The expat bloodsucking community? Their stings have no effect.

So why the need for screens?

Because I still have a house in France and all that goes with it….tax demands, bank accounts, you name it and when the post arrives it inevitably contains something to make Krakatoa look like a side show.
While friends are very good about alerting me to changes that might affect me, I do read one or two of the national dailies online to keep up to date as well and yesterday’s news was a humdinger.

President Hollande, popularity plummeting like a lift with no cables, has decided to get out and about and meet the people. Whether they liked it or not. And they didn’t.
Whoever had that bright idea must have been trained in the Ecole Nationale d’Administration like Hollande himself.
We’ve come a long way from de Gaulle’s tours of the provinces and Hollande is no de Gaulle, even if on his first trip he was to sleep in a bed made specially to accommodate the General’s lanky frame.
You could almost hear the roars of ‘Who’s been sleeping in my bed?’ from the graveyard at Colombey-les-Deux-Eglises.

So he went to Dijon where after being greeted by trade unionists with cries of ‘What about your promises?’ (99,500 jobs having been lost in France this year) though being spared further contact by his security detail strong arming them away he announced sedately that anyone was welcome to speak to him as long, one supposes, that they don’t ask about his promises.

Having failed to cut the mustard in Dijon he returned to Paris where his government appeared to be slipping on the ice left in the streets by the inaction of the Mayor.
They have to shave another four billion euros off expenditure to keep the deficit down to only 3.7 % as there is a likelihood that the EU will finally pay attention to France’s overspending after decades of the equivalent of the Gallic shrug.
So that was the signal for the Ecology minister, Delphine Batho, to mess off to Cherbourg to inspect the windfarm in the seas off the coast, using a governmental Falcon jet and a Navy helicopter for the occasion.

Not much hope of economies there, then. Not for anything remotely ‘green’.

Which brings me to the need for screens.

The French parliament have passed a law designed to reward ‘virtuous’ users of gas and electricity by permitting variable rates of payment according to the quantities used.
Good idea, you might say and indeed this scheme already exists in a vestigial form.

But, of course, this being France, it is not so simple.
You can’t just have a series of categories which are charged at increasing rates to reflect your usage, permitting you to decide independently whether to turn off the electric fire in order to run the kettle.

◆ WORK REQUEST A
According to the text on French politics, how many jobs had been lost in France that year?
◆ WORK REQUEST B
Extend the text on French politics, picking up directly after its final sentence.
The records are not needed for this work.

◆ THE DATA

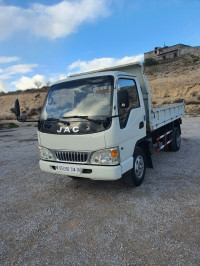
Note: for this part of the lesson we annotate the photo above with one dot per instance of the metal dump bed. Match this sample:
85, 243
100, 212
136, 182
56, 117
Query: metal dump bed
164, 115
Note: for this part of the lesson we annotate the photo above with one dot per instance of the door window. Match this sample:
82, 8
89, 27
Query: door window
130, 86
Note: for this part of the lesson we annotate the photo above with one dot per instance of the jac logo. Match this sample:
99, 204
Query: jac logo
68, 130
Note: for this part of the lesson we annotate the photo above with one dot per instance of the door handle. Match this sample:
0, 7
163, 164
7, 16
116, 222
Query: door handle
141, 124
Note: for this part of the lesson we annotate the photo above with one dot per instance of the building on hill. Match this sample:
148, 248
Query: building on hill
170, 52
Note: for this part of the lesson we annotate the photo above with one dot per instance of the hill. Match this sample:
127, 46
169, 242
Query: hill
170, 82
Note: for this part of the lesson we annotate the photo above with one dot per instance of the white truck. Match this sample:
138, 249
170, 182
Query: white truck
100, 125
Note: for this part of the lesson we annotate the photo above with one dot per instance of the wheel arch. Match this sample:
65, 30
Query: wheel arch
147, 146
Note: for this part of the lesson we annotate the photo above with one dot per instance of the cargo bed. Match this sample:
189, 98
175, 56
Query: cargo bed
164, 115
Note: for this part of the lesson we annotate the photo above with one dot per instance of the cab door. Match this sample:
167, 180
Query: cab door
132, 120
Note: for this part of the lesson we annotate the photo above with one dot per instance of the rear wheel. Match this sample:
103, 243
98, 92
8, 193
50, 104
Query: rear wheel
176, 136
136, 176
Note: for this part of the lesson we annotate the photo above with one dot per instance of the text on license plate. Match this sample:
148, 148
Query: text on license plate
69, 169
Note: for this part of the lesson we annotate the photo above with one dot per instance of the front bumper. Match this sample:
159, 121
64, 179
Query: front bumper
94, 172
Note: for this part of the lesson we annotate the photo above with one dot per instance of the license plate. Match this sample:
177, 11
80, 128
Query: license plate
68, 169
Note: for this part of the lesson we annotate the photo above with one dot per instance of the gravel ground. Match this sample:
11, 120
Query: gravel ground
54, 220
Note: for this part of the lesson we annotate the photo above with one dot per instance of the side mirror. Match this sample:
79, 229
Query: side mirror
17, 108
123, 99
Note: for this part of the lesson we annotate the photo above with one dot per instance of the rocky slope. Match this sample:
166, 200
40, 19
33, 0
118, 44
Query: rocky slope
170, 82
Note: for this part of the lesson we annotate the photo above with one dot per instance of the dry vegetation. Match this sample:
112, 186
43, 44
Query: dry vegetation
170, 82
174, 81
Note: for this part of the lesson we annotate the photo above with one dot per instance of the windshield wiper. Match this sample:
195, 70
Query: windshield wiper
84, 117
51, 119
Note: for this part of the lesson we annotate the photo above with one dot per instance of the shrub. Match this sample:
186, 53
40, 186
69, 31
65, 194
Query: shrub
33, 112
178, 100
12, 110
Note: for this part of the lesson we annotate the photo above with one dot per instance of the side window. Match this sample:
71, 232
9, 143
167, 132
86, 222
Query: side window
130, 86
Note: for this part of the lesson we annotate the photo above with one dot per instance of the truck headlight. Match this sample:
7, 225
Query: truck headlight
45, 154
106, 157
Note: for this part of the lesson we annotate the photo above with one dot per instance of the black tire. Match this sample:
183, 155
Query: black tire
176, 136
135, 177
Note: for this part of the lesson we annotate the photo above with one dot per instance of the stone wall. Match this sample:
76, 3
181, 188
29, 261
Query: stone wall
172, 52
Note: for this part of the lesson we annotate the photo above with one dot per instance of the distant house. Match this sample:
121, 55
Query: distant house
170, 52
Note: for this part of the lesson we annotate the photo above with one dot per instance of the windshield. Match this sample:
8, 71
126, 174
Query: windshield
91, 97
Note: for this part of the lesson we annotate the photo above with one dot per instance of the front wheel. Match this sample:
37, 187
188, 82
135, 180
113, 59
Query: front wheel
136, 176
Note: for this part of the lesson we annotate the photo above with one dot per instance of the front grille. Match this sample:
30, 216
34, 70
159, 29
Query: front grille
71, 156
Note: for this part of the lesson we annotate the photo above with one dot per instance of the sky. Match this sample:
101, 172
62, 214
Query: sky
47, 40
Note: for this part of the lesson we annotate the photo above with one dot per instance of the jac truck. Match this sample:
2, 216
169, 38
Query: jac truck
100, 125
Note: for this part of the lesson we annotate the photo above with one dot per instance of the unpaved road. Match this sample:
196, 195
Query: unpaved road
52, 220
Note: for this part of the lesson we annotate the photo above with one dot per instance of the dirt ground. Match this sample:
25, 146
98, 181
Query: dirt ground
53, 220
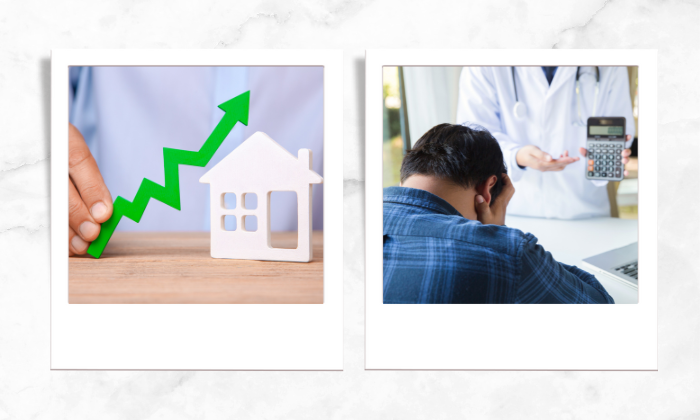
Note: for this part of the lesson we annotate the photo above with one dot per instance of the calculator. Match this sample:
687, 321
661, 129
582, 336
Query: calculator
605, 143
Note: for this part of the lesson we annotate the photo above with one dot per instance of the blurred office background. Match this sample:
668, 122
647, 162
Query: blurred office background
418, 98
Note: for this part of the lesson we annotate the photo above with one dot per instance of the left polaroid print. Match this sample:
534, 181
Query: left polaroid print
203, 208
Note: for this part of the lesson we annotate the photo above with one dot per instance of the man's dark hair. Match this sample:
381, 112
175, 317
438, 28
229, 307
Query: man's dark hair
465, 155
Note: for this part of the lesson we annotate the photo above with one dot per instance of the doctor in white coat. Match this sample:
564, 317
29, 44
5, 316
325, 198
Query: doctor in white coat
544, 144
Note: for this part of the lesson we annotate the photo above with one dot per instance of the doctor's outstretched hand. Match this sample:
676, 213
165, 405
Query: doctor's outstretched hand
494, 213
89, 200
533, 157
625, 153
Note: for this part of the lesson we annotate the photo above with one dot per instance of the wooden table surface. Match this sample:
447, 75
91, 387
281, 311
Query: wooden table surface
177, 268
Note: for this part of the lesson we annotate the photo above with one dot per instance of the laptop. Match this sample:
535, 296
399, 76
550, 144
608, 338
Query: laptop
619, 264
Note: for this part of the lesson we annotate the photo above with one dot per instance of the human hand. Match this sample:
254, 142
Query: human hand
495, 213
89, 200
625, 153
532, 157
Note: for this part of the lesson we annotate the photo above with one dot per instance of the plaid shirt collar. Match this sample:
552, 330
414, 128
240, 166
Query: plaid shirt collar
419, 198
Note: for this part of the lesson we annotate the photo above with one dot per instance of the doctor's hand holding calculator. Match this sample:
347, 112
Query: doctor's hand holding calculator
605, 149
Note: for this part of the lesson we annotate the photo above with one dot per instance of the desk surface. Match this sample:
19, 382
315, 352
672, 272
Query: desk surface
177, 268
570, 241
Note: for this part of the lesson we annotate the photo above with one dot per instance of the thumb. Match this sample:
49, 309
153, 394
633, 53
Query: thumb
481, 206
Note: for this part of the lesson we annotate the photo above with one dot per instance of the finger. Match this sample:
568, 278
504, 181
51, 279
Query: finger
83, 170
79, 218
75, 244
558, 163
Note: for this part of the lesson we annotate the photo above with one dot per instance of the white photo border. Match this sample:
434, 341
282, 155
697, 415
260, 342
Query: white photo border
199, 336
511, 337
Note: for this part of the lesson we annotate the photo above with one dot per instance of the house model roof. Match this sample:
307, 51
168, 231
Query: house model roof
261, 156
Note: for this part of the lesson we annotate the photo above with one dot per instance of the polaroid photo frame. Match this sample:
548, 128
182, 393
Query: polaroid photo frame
199, 336
512, 337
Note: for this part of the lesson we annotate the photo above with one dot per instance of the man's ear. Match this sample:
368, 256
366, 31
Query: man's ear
484, 189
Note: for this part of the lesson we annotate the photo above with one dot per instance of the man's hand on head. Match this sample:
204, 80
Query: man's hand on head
89, 200
532, 157
495, 213
625, 153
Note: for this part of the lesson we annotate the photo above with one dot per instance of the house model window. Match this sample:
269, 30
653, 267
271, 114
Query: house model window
240, 187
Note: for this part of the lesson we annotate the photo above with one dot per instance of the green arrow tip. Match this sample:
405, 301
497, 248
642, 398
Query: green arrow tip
238, 107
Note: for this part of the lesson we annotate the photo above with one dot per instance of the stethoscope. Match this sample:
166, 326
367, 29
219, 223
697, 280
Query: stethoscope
520, 110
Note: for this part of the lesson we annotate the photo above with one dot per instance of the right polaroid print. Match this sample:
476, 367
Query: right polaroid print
511, 177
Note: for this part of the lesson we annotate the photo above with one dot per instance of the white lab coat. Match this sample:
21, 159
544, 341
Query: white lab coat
486, 98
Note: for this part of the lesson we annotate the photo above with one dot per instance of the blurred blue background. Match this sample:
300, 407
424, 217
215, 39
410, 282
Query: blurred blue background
128, 114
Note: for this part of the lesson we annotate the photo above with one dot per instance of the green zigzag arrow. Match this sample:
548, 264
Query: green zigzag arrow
235, 110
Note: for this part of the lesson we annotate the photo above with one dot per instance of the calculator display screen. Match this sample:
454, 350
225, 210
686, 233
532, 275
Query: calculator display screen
605, 130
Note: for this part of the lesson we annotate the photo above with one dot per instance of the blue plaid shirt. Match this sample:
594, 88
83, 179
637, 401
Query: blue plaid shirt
434, 255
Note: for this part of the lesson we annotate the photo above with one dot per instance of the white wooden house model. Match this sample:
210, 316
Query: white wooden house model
259, 166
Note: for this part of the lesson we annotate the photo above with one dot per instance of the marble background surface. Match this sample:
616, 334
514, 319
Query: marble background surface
29, 29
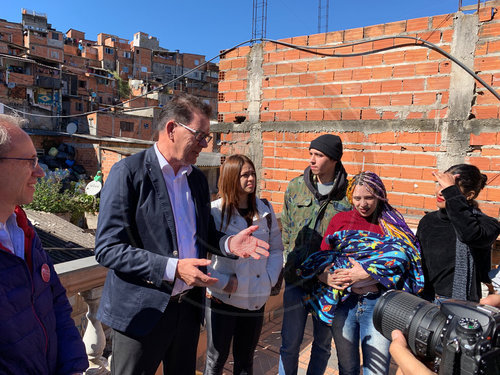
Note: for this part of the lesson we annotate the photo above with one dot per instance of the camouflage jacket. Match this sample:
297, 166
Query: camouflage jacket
302, 231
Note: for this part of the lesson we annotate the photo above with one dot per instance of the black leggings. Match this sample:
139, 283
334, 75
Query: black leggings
225, 323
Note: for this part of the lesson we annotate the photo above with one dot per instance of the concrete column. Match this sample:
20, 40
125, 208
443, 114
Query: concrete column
254, 88
94, 338
254, 95
455, 132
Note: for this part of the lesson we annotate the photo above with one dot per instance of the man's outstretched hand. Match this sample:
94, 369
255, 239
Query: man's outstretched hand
245, 245
187, 270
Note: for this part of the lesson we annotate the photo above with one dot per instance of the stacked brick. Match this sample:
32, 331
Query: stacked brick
304, 95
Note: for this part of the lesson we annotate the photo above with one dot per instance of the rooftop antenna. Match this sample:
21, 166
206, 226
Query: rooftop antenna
323, 11
259, 19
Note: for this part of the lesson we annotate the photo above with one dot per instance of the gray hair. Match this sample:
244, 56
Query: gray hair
4, 133
181, 108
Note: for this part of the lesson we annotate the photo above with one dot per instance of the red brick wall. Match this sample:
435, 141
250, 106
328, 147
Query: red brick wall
304, 95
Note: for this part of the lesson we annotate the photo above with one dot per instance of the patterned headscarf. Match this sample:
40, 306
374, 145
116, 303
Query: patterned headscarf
391, 221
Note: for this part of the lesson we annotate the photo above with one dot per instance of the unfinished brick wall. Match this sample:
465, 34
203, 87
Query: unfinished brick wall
432, 115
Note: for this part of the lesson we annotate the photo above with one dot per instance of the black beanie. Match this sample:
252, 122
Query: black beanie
328, 144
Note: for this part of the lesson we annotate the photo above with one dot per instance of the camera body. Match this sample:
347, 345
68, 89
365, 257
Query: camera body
460, 337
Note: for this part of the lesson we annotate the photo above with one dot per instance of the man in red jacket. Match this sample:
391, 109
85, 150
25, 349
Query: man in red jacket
37, 333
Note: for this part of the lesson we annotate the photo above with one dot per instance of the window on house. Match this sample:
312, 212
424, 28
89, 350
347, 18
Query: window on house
126, 126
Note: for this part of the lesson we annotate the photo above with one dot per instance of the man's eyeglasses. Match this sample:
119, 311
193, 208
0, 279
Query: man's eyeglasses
34, 161
199, 136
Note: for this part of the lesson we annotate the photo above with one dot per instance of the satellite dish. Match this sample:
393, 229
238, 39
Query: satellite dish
93, 188
71, 128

◆ ANSWER SECTION A
99,500 jobs.

◆ ANSWER SECTION B
Allowing such independence would be tantamount to opening the floodgates of anarchy.

No no, Big Brother will take care of it all for you. All you will have to do is pay.

There will be different categories depending on what sort of fuel you use, where you live and how many there are of you.
There will be forms to fill out.
And the utility companies will be sending round people to fill them out for you in case you decide to invite your granny and her sisters to afternoon tea and add them to your total for the purposes of the form.
Thus, one imagines replacing the 99,500 lost jobs at a stroke….

Interestingly there will not be a category for the size of your house. There is an ideal size (so far unstated but rumoured to be the size of a dog kennel for dachshunds) and all calculations will be based on that.

But I’m not there…why am I worried?

Because I leave heat on in the winter to keep the bones of the old house warm and my last winter’s bill – up some thirty percent to pay for blasted windfarms – was enough to induce the habdabs as it was.
Multiply dachshund kennels to fill its volume and I’ll be paying the four billion in economies on my own.

And it hardly increases its appeal to clients….only families large enough for mum to have been awarded the Vichy medal for producing eight children could hope to afford the proposed bills.
Perhaps I should enter into talks with the English council who are building a property to house a lady with eleven children, a horse and a husband taking flying lessons all paid for by benefits.

My house would be cheaper and the husband could fly them back to the U.K. to sign on when necessary.